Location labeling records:
* Begin *

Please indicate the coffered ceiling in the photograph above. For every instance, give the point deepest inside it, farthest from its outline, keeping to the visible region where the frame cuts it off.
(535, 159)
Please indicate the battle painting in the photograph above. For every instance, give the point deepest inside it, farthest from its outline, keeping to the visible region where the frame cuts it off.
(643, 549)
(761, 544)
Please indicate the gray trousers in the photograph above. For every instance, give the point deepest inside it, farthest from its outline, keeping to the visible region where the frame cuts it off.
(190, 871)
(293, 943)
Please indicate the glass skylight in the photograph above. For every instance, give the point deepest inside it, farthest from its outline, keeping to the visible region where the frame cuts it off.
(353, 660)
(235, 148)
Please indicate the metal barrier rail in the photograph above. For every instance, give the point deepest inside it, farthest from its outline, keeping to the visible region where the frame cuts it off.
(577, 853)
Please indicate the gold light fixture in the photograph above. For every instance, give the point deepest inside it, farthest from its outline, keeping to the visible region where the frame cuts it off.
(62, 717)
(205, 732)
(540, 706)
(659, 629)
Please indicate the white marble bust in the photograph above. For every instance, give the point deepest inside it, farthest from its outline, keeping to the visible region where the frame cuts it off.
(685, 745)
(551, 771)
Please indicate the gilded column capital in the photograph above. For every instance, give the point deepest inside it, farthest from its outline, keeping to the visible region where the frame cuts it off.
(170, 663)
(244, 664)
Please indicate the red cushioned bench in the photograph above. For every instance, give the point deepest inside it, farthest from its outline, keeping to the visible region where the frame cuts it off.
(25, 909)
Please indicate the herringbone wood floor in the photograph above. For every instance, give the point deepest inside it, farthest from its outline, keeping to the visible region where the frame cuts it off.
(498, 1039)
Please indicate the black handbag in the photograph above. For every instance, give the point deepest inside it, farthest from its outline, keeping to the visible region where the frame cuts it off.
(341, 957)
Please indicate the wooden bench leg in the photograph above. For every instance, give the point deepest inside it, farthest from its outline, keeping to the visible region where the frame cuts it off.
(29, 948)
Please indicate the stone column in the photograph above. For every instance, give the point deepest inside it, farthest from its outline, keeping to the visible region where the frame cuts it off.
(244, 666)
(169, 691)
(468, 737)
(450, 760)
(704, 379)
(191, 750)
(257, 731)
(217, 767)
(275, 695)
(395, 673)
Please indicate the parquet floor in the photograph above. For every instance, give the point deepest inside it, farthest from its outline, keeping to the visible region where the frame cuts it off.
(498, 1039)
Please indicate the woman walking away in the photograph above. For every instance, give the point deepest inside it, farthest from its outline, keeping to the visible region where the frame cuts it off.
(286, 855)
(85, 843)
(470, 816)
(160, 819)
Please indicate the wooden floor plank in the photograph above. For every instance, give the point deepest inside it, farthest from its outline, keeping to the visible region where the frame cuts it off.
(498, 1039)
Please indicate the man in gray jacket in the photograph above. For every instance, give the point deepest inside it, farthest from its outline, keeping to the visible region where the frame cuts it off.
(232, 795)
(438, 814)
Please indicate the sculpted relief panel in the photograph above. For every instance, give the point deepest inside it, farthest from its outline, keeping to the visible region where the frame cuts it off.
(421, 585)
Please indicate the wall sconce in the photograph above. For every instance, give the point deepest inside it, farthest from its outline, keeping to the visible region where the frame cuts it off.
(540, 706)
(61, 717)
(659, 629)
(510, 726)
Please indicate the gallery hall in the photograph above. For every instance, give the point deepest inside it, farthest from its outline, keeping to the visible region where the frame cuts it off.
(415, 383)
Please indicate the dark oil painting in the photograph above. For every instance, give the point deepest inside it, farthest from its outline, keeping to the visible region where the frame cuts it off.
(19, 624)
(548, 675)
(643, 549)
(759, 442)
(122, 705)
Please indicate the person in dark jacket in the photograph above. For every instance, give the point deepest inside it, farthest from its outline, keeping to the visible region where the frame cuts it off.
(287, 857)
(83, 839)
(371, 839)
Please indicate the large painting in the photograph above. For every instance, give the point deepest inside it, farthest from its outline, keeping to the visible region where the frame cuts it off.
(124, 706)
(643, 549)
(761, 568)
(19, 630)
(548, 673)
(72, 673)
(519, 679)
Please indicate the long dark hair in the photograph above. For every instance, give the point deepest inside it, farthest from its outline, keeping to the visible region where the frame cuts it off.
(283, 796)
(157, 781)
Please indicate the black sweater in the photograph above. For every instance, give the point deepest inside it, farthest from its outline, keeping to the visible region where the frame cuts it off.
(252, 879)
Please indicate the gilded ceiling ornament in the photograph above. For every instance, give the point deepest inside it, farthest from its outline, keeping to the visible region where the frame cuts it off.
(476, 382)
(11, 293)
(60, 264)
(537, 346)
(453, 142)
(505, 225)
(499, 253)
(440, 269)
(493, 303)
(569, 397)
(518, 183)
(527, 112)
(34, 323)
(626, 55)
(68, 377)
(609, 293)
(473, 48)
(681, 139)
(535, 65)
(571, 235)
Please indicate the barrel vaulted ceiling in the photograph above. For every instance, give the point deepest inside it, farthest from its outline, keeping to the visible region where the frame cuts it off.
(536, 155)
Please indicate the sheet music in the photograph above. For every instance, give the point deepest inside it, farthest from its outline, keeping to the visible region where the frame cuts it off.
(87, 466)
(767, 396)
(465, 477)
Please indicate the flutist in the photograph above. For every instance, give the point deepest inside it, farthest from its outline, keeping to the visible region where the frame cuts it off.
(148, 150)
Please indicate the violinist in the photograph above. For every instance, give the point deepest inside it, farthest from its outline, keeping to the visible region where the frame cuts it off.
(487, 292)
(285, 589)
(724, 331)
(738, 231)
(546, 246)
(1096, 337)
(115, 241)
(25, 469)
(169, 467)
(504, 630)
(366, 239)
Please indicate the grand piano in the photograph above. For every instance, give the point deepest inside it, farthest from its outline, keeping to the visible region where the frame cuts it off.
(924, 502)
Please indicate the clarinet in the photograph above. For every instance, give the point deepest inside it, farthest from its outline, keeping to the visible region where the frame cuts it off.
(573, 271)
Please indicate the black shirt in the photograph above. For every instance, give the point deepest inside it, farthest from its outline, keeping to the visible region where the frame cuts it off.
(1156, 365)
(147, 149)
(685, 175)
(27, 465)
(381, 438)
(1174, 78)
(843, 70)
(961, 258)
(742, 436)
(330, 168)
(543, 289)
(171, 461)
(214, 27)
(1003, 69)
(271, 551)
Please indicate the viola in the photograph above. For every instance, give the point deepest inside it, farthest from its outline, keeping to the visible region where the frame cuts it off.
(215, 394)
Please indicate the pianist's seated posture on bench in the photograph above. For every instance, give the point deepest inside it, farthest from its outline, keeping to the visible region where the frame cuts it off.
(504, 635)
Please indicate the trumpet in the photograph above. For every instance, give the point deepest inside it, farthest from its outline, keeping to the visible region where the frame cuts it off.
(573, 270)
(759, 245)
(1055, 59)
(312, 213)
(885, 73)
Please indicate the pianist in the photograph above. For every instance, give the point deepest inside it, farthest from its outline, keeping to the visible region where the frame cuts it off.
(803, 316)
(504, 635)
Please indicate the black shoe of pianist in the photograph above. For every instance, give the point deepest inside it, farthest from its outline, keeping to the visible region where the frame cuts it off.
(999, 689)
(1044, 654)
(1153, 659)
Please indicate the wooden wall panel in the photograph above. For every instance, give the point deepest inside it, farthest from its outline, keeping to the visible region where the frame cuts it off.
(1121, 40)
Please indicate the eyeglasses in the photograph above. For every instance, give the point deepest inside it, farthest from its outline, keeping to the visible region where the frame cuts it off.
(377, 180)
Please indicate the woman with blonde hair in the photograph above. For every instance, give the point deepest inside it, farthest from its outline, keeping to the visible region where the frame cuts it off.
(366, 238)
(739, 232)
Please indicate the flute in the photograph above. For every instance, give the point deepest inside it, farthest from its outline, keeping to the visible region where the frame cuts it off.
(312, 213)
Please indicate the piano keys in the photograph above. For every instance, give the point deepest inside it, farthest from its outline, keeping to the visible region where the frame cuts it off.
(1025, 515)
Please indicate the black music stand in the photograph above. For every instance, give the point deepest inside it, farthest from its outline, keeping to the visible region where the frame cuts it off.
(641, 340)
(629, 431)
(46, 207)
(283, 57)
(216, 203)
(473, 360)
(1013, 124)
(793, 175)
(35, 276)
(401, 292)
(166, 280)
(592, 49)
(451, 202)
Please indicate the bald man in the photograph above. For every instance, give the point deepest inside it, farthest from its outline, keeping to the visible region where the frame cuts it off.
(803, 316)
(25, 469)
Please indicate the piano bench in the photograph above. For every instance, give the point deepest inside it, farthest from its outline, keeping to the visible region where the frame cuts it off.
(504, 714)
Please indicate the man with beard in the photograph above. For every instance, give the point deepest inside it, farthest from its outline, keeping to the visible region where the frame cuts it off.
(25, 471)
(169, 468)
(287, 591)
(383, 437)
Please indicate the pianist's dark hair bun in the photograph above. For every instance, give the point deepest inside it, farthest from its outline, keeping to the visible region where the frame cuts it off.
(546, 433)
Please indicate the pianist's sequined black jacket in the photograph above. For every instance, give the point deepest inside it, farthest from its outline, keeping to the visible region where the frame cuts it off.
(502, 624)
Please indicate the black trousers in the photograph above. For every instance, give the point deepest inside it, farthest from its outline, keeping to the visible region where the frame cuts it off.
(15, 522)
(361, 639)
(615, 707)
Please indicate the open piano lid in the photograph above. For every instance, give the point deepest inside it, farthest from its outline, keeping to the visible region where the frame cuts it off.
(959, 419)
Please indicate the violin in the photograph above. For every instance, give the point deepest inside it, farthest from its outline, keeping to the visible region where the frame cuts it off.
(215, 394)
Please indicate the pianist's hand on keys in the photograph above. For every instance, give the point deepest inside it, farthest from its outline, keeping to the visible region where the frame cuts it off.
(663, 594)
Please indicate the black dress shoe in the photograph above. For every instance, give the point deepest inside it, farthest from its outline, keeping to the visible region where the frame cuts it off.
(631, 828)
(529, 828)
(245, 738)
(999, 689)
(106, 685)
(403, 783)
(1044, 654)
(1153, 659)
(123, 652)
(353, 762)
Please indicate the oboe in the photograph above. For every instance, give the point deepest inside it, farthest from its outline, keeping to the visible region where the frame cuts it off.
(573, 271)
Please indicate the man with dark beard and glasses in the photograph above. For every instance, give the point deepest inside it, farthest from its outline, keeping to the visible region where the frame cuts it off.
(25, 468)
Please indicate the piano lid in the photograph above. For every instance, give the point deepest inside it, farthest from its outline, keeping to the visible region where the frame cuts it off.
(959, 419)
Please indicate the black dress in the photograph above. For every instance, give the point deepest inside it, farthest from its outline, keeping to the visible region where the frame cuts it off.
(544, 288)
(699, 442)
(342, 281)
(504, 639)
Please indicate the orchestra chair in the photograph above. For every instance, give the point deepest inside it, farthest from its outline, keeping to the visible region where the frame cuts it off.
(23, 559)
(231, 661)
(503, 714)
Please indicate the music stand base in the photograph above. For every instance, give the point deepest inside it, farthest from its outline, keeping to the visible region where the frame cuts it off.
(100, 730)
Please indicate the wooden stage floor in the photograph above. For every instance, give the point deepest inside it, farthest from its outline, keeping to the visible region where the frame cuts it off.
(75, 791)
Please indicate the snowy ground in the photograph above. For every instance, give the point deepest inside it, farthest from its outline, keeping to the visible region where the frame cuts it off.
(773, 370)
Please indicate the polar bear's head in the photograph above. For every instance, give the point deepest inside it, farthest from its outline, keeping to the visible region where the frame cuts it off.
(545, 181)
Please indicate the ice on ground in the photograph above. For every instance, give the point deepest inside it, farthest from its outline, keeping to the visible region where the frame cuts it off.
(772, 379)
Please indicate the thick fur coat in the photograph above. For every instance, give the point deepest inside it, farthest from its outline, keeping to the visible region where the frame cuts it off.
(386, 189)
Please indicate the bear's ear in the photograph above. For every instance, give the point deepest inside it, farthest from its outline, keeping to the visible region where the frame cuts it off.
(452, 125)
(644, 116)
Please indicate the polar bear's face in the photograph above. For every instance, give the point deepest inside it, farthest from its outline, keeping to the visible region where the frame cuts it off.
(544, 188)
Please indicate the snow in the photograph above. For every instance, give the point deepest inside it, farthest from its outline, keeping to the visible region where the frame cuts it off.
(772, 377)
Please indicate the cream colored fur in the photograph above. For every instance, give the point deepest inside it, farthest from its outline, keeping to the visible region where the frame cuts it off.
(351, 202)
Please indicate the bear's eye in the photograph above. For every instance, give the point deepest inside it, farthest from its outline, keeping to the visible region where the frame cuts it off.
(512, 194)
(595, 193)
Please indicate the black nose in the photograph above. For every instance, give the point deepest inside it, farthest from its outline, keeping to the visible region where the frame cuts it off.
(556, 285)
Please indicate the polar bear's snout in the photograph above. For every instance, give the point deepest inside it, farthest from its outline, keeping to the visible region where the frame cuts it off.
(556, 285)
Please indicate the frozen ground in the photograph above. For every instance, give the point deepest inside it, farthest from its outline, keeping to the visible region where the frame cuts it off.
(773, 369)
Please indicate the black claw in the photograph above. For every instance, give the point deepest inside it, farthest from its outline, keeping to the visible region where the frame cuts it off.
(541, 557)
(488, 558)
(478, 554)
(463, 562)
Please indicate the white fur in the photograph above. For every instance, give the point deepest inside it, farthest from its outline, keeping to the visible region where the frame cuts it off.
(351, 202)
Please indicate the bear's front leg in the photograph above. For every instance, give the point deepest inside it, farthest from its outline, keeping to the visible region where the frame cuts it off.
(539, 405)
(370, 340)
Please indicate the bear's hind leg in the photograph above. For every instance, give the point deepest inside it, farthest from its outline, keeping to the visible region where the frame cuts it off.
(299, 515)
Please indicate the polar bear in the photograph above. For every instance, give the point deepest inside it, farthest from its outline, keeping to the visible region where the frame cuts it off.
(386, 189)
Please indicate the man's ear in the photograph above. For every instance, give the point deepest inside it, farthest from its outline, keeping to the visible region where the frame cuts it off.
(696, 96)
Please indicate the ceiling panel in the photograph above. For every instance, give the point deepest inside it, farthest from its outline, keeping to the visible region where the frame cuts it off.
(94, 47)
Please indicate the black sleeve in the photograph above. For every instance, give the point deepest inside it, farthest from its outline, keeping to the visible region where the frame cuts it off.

* End *

Repeat word for word each line from the one with "Please indicate the polar bear in" to the end of the records above, inclusive.

Please indicate the polar bear in the photograph above. For every instance, give the point deepest inside it, farthest from its outline, keeping to the visible region where the frame cuts it off.
(386, 189)
Please indicate the man's ear in the photograph above. For every instance, give the point deepest inside it, farthest from its outline, keeping to the visible region where the frame cuts it off.
(696, 96)
Please indicate the ceiling panel in the photograph above. For every instance, give the point deepest inside it, farthest from its outline, keeping to the visible region where the frame cuts it off.
(94, 47)
Please indicate the black sleeve in the photograph above. For every instance, give the point deepest inside it, farthest from its outline, keeping to the visible region where the frame cuts it off.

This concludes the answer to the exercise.